- [GIVEN REQUEST A]
Answer these questions from the article on online safety, one answer per line:
(i) Who wrote the article?
(ii) How many youth council members are helping manage the new fan page?
(iii) According to Anastasia Goodstein, how often does myYearbook plan to devote its home page to Reach Out?

- [EXTRACTED TEXT]
[Begin]

How the Net industry can help us get to Online Safety 3.0

It goes beyond goodwill advertising, abuse reporting, and Terms of Use enforcement to creating online environments that promote user civility, community self-regulation, and cultures of respect.

By Anne Collier

This is great, an early sign of the Internet industry’s piece of OS 3.0: what the popular teen social site is doing for, a nonprofit support and suicide-prevention site for teens on the social Web (it now has a US base too, but since its start in Australia, that country “has seen a 56% reduction in youth suicide rates,” the site says). Here’s how Reach Out describes what MyYearbook is doing in the US: “Beginning on Christmas Day, five youth council members will be helping us to manage our new fan page on, one of the largest youth online social networks. myYearbook has generously offered to donate regular homepage takeovers, which will drive thousands of users to ‘fan’ us on their site. We have been working with our council members to train them to be ambassadors on our behalf as well as monitoring our page for any posts from myYearbook members who may be in crisis.” When I called Anastasia Goodstein at Reach Out in San Francisco about this recently, she told me that myYearbook plans to devote its home page to Reach Out once every couple of months. That’s remarkable.

[End]

- [THE DATA]
[Begin]

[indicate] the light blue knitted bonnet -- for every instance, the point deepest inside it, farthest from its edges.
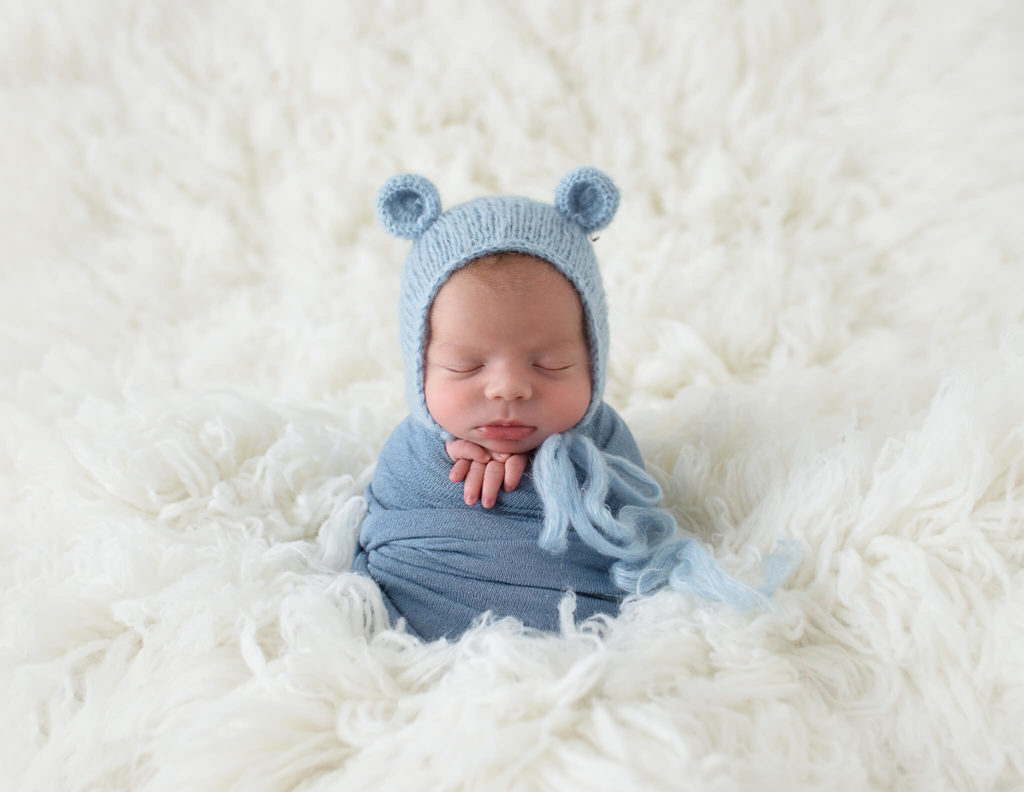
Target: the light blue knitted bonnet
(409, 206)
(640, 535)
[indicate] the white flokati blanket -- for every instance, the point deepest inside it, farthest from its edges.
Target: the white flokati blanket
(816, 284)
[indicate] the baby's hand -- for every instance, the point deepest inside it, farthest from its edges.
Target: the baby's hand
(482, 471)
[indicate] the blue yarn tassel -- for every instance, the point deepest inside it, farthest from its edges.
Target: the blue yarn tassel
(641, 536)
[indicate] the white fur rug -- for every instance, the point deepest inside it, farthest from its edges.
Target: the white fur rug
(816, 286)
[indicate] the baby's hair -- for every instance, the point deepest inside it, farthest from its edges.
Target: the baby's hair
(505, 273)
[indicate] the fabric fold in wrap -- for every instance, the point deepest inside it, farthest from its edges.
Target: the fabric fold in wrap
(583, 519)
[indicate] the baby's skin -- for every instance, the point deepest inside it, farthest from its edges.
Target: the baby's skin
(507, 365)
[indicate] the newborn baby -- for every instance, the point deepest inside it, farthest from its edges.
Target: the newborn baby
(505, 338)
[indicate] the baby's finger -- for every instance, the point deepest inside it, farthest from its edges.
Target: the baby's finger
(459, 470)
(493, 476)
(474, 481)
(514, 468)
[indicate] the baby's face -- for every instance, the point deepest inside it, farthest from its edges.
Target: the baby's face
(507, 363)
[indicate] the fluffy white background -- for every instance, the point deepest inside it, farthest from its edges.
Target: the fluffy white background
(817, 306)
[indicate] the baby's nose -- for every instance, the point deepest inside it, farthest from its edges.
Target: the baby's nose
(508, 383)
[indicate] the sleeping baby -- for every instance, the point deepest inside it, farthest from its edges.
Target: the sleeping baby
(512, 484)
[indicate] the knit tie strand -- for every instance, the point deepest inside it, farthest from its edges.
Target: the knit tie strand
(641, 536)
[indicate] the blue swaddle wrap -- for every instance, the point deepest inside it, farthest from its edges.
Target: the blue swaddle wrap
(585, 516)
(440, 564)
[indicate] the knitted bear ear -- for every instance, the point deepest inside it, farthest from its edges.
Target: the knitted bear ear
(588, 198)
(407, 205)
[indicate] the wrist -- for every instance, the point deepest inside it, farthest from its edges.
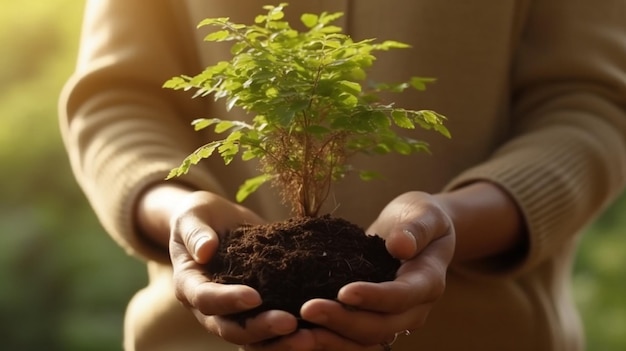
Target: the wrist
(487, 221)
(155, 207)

[End]

- [GIVEN REQUEST B]
Copy the rows word for word, starting at the line that contains "[indicate] the baby's face" and ending at the end of the rows, with both ends included. Leave out the pictures.

- [CORRECT ANSWER A]
(i) Anne Collier
(ii) Five
(iii) Once every couple of months

- [CORRECT ANSWER B]
[indicate] the baby's face -- for every instance, the point deepest inside it, farthest from its edges.
Target: the baby's face
(507, 363)
[indicate] the fluffy white background -- for every instance, the point deepest inside it, farthest from its edges.
Target: the fluffy white background
(817, 306)
[indicate] the baby's nose -- for every instance, the point deepest inside it, farthest from its edges.
Target: the baby's nose
(508, 383)
[indicate] the sleeping baby -- for every instance, the point deepest inside it, farthest from its edges.
Target: the sleeping baby
(512, 484)
[indicate] the knit tie strand -- for every instance, the point deepest inside it, farthest from its edges.
Target: the knit tie strand
(641, 536)
[indicate] the blue swaddle wrap -- for every instance, the point deepest inside it, farthest from its edges.
Target: the blue swaddle wrap
(585, 516)
(440, 564)
[indicate] the knitted bear ear -- for every instance, the point deepest inside it, farthest from its edges.
Target: the knitted bear ear
(588, 198)
(407, 205)
[indicate] the wrist -- for every instance, the point deepest inside it, farthest from its edges.
Target: the wrist
(487, 221)
(155, 207)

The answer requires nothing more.